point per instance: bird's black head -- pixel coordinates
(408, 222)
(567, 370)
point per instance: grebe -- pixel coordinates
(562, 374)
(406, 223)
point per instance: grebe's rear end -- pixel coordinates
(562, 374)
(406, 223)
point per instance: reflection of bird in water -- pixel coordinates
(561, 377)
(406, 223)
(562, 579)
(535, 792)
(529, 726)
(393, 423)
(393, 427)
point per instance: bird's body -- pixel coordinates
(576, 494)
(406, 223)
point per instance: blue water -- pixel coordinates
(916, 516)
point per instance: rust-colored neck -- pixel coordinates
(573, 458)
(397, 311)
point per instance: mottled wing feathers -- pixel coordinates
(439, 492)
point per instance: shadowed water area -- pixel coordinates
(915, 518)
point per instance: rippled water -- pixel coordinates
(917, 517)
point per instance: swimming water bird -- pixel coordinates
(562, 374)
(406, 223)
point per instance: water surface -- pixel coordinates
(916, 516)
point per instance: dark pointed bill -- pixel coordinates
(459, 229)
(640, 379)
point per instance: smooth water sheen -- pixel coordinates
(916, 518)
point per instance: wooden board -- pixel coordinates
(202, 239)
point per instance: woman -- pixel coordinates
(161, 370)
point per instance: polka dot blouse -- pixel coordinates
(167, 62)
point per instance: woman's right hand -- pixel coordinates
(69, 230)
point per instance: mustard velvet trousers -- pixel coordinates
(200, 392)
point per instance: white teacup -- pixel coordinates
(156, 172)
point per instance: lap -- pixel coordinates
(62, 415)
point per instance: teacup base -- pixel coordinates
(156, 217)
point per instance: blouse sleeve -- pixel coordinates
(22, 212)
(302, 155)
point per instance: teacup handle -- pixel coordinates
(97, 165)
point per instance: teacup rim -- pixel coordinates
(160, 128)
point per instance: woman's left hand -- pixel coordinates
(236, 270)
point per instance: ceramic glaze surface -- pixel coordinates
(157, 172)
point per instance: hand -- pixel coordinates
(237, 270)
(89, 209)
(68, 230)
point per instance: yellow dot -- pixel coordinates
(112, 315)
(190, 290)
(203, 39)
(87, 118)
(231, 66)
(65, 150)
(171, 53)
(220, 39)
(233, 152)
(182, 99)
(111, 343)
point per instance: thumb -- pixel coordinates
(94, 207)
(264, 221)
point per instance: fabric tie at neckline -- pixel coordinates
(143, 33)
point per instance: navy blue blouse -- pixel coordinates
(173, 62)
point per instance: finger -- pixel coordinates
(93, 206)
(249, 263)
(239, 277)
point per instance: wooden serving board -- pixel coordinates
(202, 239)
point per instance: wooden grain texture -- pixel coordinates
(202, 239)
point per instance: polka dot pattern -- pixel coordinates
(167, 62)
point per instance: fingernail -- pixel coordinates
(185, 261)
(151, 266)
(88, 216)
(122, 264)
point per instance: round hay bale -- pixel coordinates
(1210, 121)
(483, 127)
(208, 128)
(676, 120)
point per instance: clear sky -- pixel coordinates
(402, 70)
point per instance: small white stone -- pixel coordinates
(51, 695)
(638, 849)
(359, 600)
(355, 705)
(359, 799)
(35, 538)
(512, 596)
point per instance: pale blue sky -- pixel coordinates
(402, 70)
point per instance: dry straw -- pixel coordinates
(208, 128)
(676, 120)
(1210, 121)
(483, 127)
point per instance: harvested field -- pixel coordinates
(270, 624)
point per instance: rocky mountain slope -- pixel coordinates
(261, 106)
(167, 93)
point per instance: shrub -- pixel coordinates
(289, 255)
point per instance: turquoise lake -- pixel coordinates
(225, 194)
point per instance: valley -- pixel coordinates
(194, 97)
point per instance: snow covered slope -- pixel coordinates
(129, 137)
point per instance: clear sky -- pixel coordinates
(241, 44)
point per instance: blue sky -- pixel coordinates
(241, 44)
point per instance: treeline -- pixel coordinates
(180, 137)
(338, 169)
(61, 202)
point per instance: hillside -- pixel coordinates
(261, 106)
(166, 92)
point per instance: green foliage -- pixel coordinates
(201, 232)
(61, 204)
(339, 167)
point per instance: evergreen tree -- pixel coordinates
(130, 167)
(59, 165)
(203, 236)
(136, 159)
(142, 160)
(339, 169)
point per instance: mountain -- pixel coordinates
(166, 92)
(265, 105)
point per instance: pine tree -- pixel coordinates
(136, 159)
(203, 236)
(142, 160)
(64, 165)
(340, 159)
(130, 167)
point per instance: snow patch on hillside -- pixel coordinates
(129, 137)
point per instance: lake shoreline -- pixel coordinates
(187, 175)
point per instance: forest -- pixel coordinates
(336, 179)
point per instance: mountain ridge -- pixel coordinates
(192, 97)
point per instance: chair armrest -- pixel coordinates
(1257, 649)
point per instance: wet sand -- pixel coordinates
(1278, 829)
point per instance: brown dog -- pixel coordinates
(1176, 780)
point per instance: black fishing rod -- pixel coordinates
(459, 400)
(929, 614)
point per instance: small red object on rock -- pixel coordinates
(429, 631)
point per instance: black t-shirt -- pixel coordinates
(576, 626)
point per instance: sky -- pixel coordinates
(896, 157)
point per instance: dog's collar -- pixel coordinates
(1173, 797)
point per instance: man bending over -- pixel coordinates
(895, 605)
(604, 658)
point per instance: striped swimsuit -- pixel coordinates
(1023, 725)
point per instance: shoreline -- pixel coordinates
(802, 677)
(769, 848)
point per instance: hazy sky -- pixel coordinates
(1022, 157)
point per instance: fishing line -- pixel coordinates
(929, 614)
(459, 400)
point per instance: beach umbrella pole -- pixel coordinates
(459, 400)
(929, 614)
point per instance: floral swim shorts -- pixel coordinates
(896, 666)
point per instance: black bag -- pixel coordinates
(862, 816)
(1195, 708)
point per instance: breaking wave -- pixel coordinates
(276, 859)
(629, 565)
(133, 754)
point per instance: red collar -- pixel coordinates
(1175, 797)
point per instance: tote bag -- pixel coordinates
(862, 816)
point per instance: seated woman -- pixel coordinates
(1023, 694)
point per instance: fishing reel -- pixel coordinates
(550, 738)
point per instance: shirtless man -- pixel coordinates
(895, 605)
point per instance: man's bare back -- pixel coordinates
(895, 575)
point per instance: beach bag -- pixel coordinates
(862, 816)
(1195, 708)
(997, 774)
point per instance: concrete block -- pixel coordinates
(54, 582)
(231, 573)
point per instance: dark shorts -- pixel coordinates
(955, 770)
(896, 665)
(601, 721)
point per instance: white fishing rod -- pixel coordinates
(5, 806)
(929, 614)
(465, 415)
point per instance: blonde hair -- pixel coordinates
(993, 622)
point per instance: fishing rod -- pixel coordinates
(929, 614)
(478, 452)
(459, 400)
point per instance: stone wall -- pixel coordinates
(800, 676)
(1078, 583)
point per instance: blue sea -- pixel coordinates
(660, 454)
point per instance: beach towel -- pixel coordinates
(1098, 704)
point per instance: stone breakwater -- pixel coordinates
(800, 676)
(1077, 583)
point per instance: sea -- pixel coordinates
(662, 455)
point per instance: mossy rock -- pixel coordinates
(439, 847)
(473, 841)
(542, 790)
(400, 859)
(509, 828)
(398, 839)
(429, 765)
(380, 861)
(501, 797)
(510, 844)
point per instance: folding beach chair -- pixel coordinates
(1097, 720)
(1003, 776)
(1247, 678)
_ _ _ _ _
§ TO DO
Print all of the data above again, line for line, without changing anything.

§ RESULT OF THIS TASK
point per instance: bird's black head -- pixel coordinates
(408, 222)
(567, 370)
point per instance: grebe -- pixel coordinates
(562, 374)
(406, 223)
point per instance: grebe's rear end -- pixel coordinates
(562, 374)
(406, 223)
point per instance: reflection of bird in water -- pixel coordinates
(561, 377)
(406, 223)
(562, 579)
(535, 792)
(529, 726)
(393, 423)
(393, 427)
point per instance: bird's body -- pixel coordinates
(576, 494)
(406, 223)
point per instance: blue water -- pixel coordinates
(916, 516)
point per instance: rust-colored neck -- pixel coordinates
(573, 458)
(397, 311)
point per instance: mottled wing feathers -- pixel coordinates
(439, 492)
point per instance: shadowed water area -- pixel coordinates
(915, 518)
point per instance: rippled water -- pixel coordinates
(917, 517)
point per instance: swimming water bird -- pixel coordinates
(562, 374)
(406, 223)
point per instance: water surface -- pixel coordinates
(916, 516)
point per instance: dark pointed bill -- pixel coordinates
(459, 229)
(640, 379)
point per instance: smooth water sheen -- pixel coordinates
(916, 518)
point per instance: wooden board -- pixel coordinates
(202, 239)
point per instance: woman -- pixel coordinates
(161, 370)
point per instance: polka dot blouse -- pixel coordinates
(167, 62)
point per instance: woman's right hand -- pixel coordinates
(69, 230)
point per instance: mustard velvet trousers -- pixel coordinates
(200, 392)
point per instance: white teacup -- pixel coordinates
(156, 172)
point per instance: lap -- pixel coordinates
(62, 415)
point per instance: teacup base -- pixel coordinates
(156, 217)
point per instance: blouse sleeve -- pixel coordinates
(22, 212)
(302, 155)
point per instance: teacup handle -- pixel coordinates
(97, 165)
point per instance: teacup rim -- pixel coordinates
(160, 128)
point per instance: woman's left hand -- pixel coordinates
(236, 270)
point per instance: ceramic glaze surface -- pixel coordinates
(157, 172)
point per instance: hand -- pixel coordinates
(237, 270)
(89, 209)
(68, 230)
point per instance: yellow dot -- pixel coordinates
(112, 315)
(190, 290)
(203, 39)
(87, 118)
(231, 66)
(65, 150)
(171, 53)
(220, 39)
(233, 152)
(182, 99)
(111, 343)
point per instance: thumb -- pixel coordinates
(94, 207)
(264, 221)
point per instance: fabric tie at neckline -- pixel coordinates
(143, 33)
point per instance: navy blue blouse -- pixel coordinates
(173, 62)
point per instance: finger -- pixel coordinates
(93, 206)
(249, 263)
(239, 277)
point per instance: wooden serving board -- pixel coordinates
(202, 239)
point per instance: wooden grain texture -- pixel coordinates
(202, 239)
point per instance: polka dot pattern -- pixel coordinates
(167, 62)
point per instance: fingernail -- pixel coordinates
(185, 261)
(151, 266)
(88, 216)
(122, 264)
point per instance: round hay bale -- pixel coordinates
(1210, 121)
(483, 127)
(208, 128)
(676, 120)
point per instance: clear sky -- pixel coordinates
(402, 70)
point per instance: small white stone -- pixel coordinates
(51, 695)
(638, 849)
(359, 600)
(355, 705)
(359, 799)
(35, 538)
(512, 596)
point per instance: pale blue sky -- pixel coordinates
(402, 70)
point per instance: dry straw -- pixel coordinates
(208, 128)
(676, 120)
(1210, 121)
(483, 127)
point per instance: harvested field -- pixel coordinates
(270, 624)
point per instance: rocky mountain slope -- pixel coordinates
(261, 106)
(167, 93)
point per instance: shrub -- pixel coordinates
(289, 255)
point per instance: turquoise lake -- pixel coordinates
(225, 194)
point per instance: valley -- pixel coordinates
(194, 97)
point per instance: snow covered slope -- pixel coordinates
(129, 137)
point per instance: clear sky -- pixel coordinates
(241, 44)
point per instance: blue sky -- pixel coordinates
(241, 44)
point per instance: treeline -- pixel coordinates
(180, 137)
(338, 169)
(61, 202)
point per instance: hillside -- pixel coordinates
(261, 106)
(166, 92)
point per instance: green foliage -- pixel coordinates
(201, 232)
(61, 204)
(339, 167)
point per instance: evergreen tree -- pixel coordinates
(130, 167)
(59, 165)
(203, 236)
(136, 159)
(142, 160)
(339, 169)
point per instance: mountain -- pixel coordinates
(166, 92)
(265, 105)
point per instance: pine tree -- pixel coordinates
(136, 159)
(203, 236)
(142, 160)
(64, 165)
(340, 159)
(130, 167)
point per instance: snow patch on hillside -- pixel coordinates
(129, 137)
point per instance: lake shoreline -- pixel coordinates
(187, 175)
point per instance: forest -- pixel coordinates
(336, 179)
point per instance: mountain ridge -- pixel coordinates
(192, 97)
point per instance: chair armrest -- pixel coordinates
(1257, 649)
point per instance: wet sand -- pixel coordinates
(1278, 829)
point per instance: brown dog -- pixel coordinates
(1176, 780)
point per instance: black fishing rod -- pixel coordinates
(459, 400)
(929, 614)
point per instance: small red object on rock -- pixel coordinates
(429, 631)
point per instance: black t-shirt -- pixel coordinates
(576, 626)
point per instance: sky -- pixel coordinates
(896, 157)
point per instance: dog's collar -- pixel coordinates
(1173, 797)
point per instance: man bending over -- pixel coordinates
(895, 605)
(604, 658)
point per instance: striped swimsuit -- pixel coordinates
(1023, 725)
point per instance: shoreline -- pixel coordinates
(802, 677)
(769, 848)
point per instance: hazy sky -- pixel coordinates
(1022, 157)
point per instance: fishing line -- pixel coordinates
(929, 614)
(459, 400)
point per instance: beach umbrella pole -- pixel coordinates
(459, 400)
(929, 614)
point per instance: floral swim shorts -- pixel coordinates
(896, 666)
point per instance: black bag -- pixel coordinates
(862, 816)
(1195, 708)
point per instance: breaking wave -- pixel coordinates
(276, 859)
(629, 565)
(133, 754)
point per instance: red collar -- pixel coordinates
(1175, 797)
point per instance: tote bag -- pixel coordinates
(862, 816)
point per instance: seated woman -- pixel coordinates
(1023, 694)
point per instance: fishing reel -- pixel coordinates
(550, 738)
point per instance: shirtless man -- pixel coordinates
(895, 605)
point per instance: man's bare back -- pixel coordinates
(895, 575)
point per instance: beach bag -- pixel coordinates
(862, 816)
(1195, 708)
(997, 774)
point per instance: concrete block -- pixel coordinates
(54, 582)
(231, 573)
point per instance: dark shorts -- pixel coordinates
(955, 770)
(896, 665)
(601, 721)
point per instance: white fishing rod -- pixel coordinates
(5, 806)
(929, 614)
(465, 415)
point per instance: blonde hair -- pixel coordinates
(993, 622)
point per instance: fishing rod -- pixel coordinates
(929, 614)
(478, 452)
(459, 400)
point per instance: stone wall -- pixel coordinates
(800, 676)
(1078, 583)
point per instance: blue sea -- pixel coordinates
(660, 454)
point per instance: beach towel -- pixel coordinates
(1098, 704)
point per instance: stone breakwater -- pixel coordinates
(800, 676)
(1077, 583)
point per instance: sea -- pixel coordinates
(662, 455)
point per instance: mossy rock -- pixel coordinates
(439, 847)
(473, 841)
(542, 790)
(400, 859)
(509, 828)
(398, 839)
(429, 765)
(380, 861)
(501, 797)
(510, 844)
point per instance: folding beach chair -- pixel coordinates
(1097, 720)
(1003, 776)
(1247, 678)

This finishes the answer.